• Problem statement:
Can you output all of the lines below as a two-column CSV with the headers "request" and "box"? Give one row for each request, with its text and its answer each in a single quoted field and any line breaks replaced by spaces, and leave the pictures out.

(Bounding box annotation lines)
▬▬▬▬▬▬▬▬▬▬

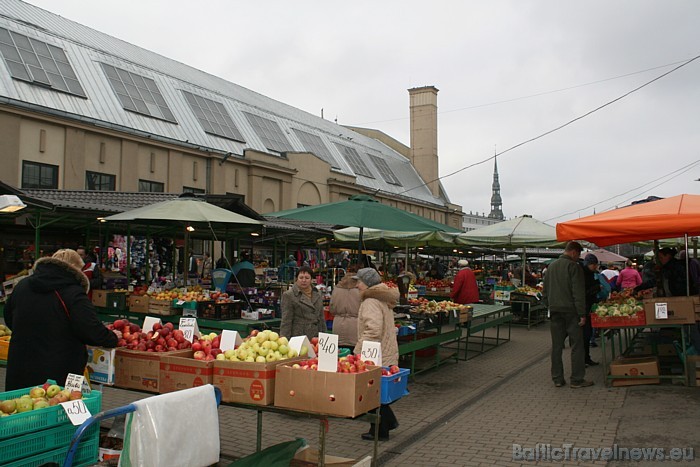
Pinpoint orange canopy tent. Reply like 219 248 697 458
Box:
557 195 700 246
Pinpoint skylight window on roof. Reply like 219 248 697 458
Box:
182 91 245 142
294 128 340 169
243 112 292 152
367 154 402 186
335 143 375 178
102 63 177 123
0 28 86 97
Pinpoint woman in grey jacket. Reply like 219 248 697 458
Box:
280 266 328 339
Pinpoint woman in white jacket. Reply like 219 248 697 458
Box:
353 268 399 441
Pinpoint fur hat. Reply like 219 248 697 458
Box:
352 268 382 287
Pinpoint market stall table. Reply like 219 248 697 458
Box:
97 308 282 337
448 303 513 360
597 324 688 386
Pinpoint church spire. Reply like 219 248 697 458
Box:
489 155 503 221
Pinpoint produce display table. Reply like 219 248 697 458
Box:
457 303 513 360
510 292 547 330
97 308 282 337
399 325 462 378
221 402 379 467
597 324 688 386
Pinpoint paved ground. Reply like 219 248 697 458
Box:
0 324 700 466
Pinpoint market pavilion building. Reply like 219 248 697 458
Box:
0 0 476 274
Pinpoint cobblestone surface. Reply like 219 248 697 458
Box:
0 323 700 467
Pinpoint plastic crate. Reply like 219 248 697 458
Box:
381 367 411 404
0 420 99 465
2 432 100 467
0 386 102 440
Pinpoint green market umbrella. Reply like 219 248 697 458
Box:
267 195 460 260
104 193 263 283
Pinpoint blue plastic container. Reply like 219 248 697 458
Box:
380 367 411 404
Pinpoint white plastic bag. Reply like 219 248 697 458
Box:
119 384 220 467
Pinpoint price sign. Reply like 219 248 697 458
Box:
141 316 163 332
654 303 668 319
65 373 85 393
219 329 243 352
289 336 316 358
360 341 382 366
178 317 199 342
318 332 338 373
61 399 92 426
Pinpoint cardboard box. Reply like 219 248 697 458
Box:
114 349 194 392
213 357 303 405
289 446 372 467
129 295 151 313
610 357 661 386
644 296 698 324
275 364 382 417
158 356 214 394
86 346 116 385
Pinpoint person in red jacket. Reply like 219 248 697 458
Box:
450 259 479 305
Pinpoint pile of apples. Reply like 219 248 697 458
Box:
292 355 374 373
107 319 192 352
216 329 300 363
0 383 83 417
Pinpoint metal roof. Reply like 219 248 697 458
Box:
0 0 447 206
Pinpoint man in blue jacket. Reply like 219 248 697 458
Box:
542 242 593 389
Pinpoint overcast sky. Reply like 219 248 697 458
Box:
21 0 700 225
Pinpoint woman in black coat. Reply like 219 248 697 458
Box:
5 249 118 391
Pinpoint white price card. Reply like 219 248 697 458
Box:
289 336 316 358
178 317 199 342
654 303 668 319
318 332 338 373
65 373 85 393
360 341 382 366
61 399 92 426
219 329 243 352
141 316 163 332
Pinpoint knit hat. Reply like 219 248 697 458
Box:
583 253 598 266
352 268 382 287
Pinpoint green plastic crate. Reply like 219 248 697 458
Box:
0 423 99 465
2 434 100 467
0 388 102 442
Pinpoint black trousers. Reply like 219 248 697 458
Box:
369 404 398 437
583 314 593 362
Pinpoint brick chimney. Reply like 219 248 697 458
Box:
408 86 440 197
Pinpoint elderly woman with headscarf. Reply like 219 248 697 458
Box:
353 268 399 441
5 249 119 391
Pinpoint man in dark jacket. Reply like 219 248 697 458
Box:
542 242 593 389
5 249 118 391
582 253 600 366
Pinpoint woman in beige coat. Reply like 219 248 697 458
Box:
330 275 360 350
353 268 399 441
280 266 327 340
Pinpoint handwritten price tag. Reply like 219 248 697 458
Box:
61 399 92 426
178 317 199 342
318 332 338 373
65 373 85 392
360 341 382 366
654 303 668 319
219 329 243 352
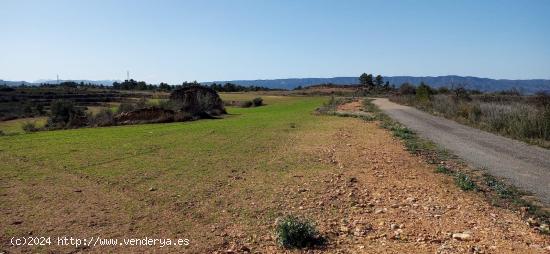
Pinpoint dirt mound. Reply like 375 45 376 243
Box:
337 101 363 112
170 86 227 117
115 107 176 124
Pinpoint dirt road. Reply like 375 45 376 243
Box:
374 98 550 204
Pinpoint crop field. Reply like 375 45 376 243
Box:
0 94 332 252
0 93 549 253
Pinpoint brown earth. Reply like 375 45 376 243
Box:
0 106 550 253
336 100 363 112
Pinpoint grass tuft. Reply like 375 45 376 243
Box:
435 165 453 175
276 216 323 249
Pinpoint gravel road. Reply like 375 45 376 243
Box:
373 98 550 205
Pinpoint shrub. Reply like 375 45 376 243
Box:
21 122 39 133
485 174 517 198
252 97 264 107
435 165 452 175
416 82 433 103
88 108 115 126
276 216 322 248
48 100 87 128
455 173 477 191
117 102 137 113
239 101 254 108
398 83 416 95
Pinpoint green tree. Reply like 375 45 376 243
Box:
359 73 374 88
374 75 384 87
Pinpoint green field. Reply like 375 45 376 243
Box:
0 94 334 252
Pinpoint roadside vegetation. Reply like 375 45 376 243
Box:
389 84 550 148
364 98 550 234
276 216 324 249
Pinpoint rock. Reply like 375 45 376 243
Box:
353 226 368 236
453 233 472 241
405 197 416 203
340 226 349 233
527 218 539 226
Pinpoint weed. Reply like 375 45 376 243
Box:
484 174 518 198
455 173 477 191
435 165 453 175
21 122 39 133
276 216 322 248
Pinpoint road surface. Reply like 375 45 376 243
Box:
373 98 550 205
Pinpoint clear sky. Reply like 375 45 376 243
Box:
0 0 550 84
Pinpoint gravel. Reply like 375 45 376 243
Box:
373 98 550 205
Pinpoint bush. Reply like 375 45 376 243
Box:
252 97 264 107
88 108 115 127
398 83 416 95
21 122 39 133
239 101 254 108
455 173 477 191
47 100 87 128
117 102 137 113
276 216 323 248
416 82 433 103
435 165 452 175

▬▬▬▬▬▬▬▬▬▬

• Solution:
request,box
"Pinpoint orange canopy tent. Reply like 219 248 697 458 Box:","557 195 700 246"
"Pinpoint skylight window on roof. Reply like 219 248 697 458 Box:","182 91 245 142 294 128 340 169 243 112 292 152 367 154 402 186 335 143 375 178 102 63 177 123 0 28 86 97"
"Pinpoint woman in grey jacket. Reply like 219 248 697 458 Box:","280 266 328 339"
"Pinpoint woman in white jacket. Reply like 219 248 697 458 Box:","353 268 399 441"
"Pinpoint fur hat. Reply like 219 248 697 458 Box:","352 268 382 287"
"Pinpoint market stall table. Reply like 219 248 697 458 Box:","97 308 282 337 448 303 513 360 597 324 688 386"
"Pinpoint church spire. Reply like 219 248 697 458 Box:","489 155 503 221"
"Pinpoint produce display table. Reply like 219 248 697 458 Box:","457 303 513 360 510 292 547 330 97 308 282 337 399 325 462 378 221 402 379 467 597 324 688 386"
"Pinpoint paved ground. Reply like 219 248 697 458 Box:","0 324 700 466"
"Pinpoint market pavilion building. Reply like 219 248 697 458 Box:","0 0 476 274"
"Pinpoint cobblestone surface. Reply like 219 248 697 458 Box:","0 323 700 467"
"Pinpoint plastic crate. Reply like 219 248 697 458 Box:","381 367 411 404 0 420 99 465 2 432 100 467 0 386 102 440"
"Pinpoint green market umbrella. Reply like 219 248 697 458 Box:","267 195 460 260 104 193 263 283"
"Pinpoint blue plastic container. Reply like 219 248 697 458 Box:","380 367 411 404"
"Pinpoint white plastic bag. Reply like 219 248 697 458 Box:","119 384 220 467"
"Pinpoint price sign. Reply like 219 248 697 458 Box:","141 316 163 332 654 303 668 319 65 373 85 393 219 329 243 352 289 336 316 358 360 341 382 366 178 317 199 342 318 332 338 373 61 399 92 426"
"Pinpoint cardboard box. Reply like 219 248 697 458 Box:","114 349 194 392 213 357 303 405 289 446 372 467 129 295 151 313 610 357 661 386 644 296 698 324 275 364 382 417 158 356 214 394 86 346 116 385"
"Pinpoint person in red jacket. Reply like 219 248 697 458 Box:","450 259 479 305"
"Pinpoint pile of apples. Reply like 219 248 697 458 Box:","292 355 374 373 107 319 192 352 216 329 300 363 0 383 83 417"
"Pinpoint metal roof. Reply like 219 248 697 458 Box:","0 0 447 206"
"Pinpoint man in blue jacket. Reply like 219 248 697 458 Box:","542 242 593 389"
"Pinpoint overcast sky. Reply like 219 248 697 458 Box:","21 0 700 225"
"Pinpoint woman in black coat. Reply like 219 248 697 458 Box:","5 249 118 391"
"Pinpoint white price card. Reply like 219 248 697 458 Box:","289 336 316 358 178 317 199 342 654 303 668 319 318 332 338 373 65 373 85 393 360 341 382 366 61 399 92 426 219 329 243 352 141 316 163 332"
"Pinpoint knit hat. Reply like 219 248 697 458 Box:","583 253 598 266 352 268 382 287"
"Pinpoint green plastic crate. Reply like 219 248 697 458 Box:","0 423 99 465 2 434 100 467 0 388 102 442"
"Pinpoint black trousers. Reply like 219 248 697 458 Box:","369 404 398 437 583 314 593 362"
"Pinpoint brick chimney. Reply like 219 248 697 458 Box:","408 86 440 197"
"Pinpoint elderly woman with headscarf. Reply like 219 248 697 458 Box:","353 268 399 441 5 249 119 391"
"Pinpoint man in dark jacket. Reply like 219 248 697 458 Box:","542 242 593 389 5 249 118 391 582 253 600 366"
"Pinpoint woman in beige coat. Reply like 219 248 697 458 Box:","330 275 360 350 353 268 399 441 280 266 327 340"
"Pinpoint handwritten price tag. Reply like 219 248 697 458 Box:","61 399 92 426 178 317 199 342 318 332 338 373 65 373 85 392 360 341 382 366 654 303 668 319 219 329 243 352"
"Pinpoint dirt mound. Reply like 375 45 376 243 Box:","337 101 363 112 170 86 227 117 115 107 176 124"
"Pinpoint dirt road. Reply like 375 45 376 243 Box:","374 98 550 204"
"Pinpoint crop field. Reply like 375 45 376 243 Box:","0 94 332 252 0 93 549 253"
"Pinpoint brown earth. Reply like 375 45 376 243 Box:","0 106 550 253 336 100 363 112"
"Pinpoint grass tuft. Reply like 375 45 376 243 Box:","435 165 453 175 276 216 323 249"
"Pinpoint gravel road. Reply like 375 45 376 243 Box:","373 98 550 205"
"Pinpoint shrub. Reply like 375 45 376 243 Box:","21 122 39 133 485 174 517 198 252 97 264 107 435 165 452 175 416 82 433 103 88 108 115 126 276 216 322 248 48 100 87 128 455 173 477 191 117 102 137 113 239 101 254 108 398 83 416 95"
"Pinpoint green tree. Reply like 375 45 376 243 Box:","359 73 374 88 374 75 384 87"
"Pinpoint green field. Reply like 375 45 376 243 Box:","0 94 334 252"
"Pinpoint roadside vegetation. Reply like 375 45 376 243 Box:","389 84 550 148 364 98 550 234 276 216 324 249"
"Pinpoint rock. Reply like 375 45 376 243 Box:","353 226 368 236 453 233 472 241 405 197 416 203 340 226 349 233 527 218 539 226"
"Pinpoint weed. Reply like 375 45 376 243 Box:","484 174 518 198 455 173 477 191 435 165 453 175 21 122 39 133 276 216 322 248"
"Pinpoint road surface. Reply like 375 45 376 243 Box:","373 98 550 205"
"Pinpoint clear sky. Reply like 375 45 376 243 Box:","0 0 550 84"
"Pinpoint gravel. Reply like 375 45 376 243 Box:","373 98 550 205"
"Pinpoint bush. Reply like 375 45 376 243 Box:","252 97 264 107 88 108 115 127 398 83 416 95 21 122 39 133 239 101 254 108 455 173 477 191 47 100 87 128 117 102 137 113 276 216 323 248 416 82 433 103 435 165 452 175"